Given request → Show every row below that contains the word "foliage", copying each one in full.

Supplied data →

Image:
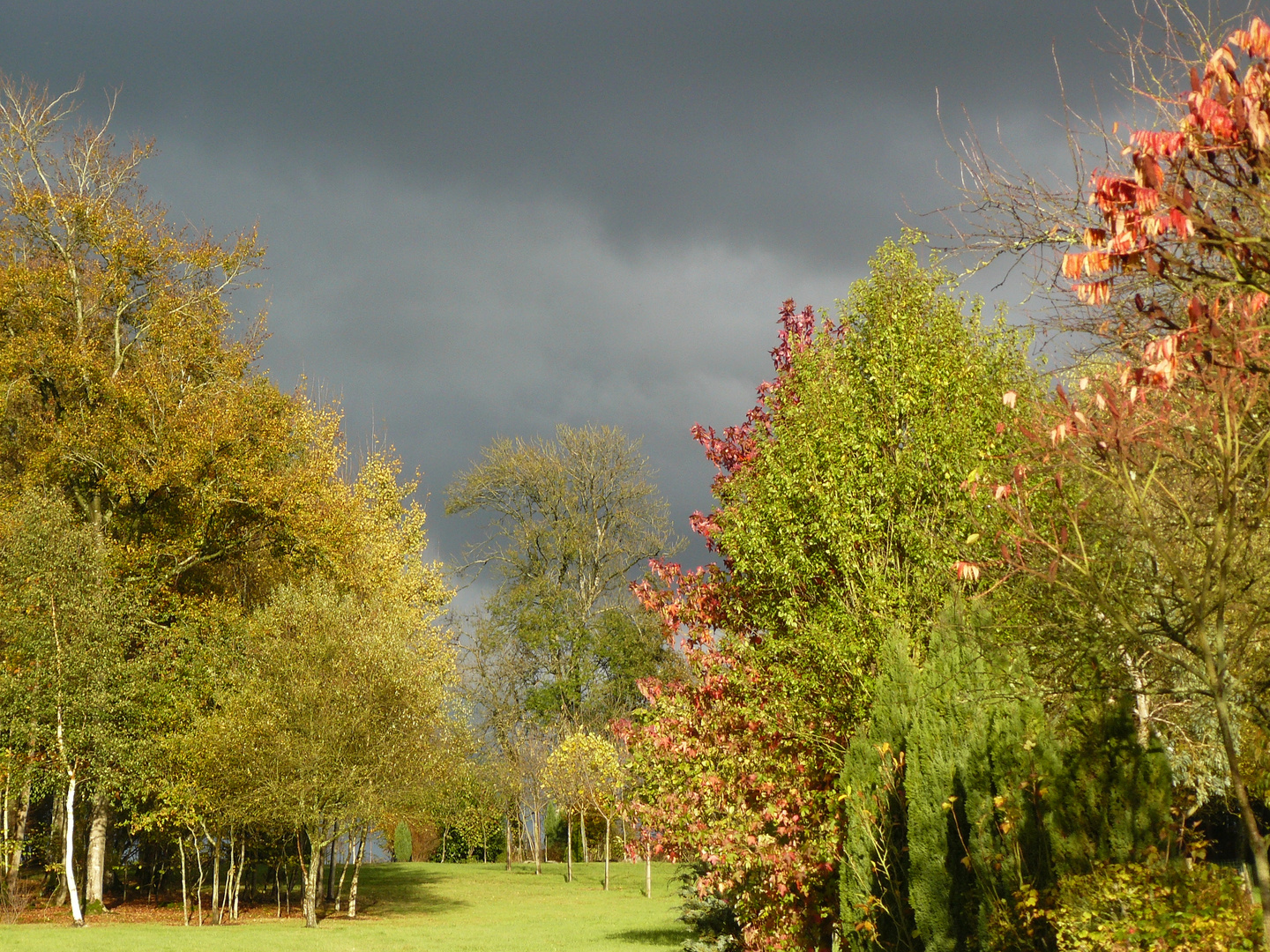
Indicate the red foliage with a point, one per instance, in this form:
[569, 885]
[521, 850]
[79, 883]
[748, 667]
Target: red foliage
[736, 767]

The reply →
Indicate the red foliage with a point, one per instance, in this form:
Target: red foliage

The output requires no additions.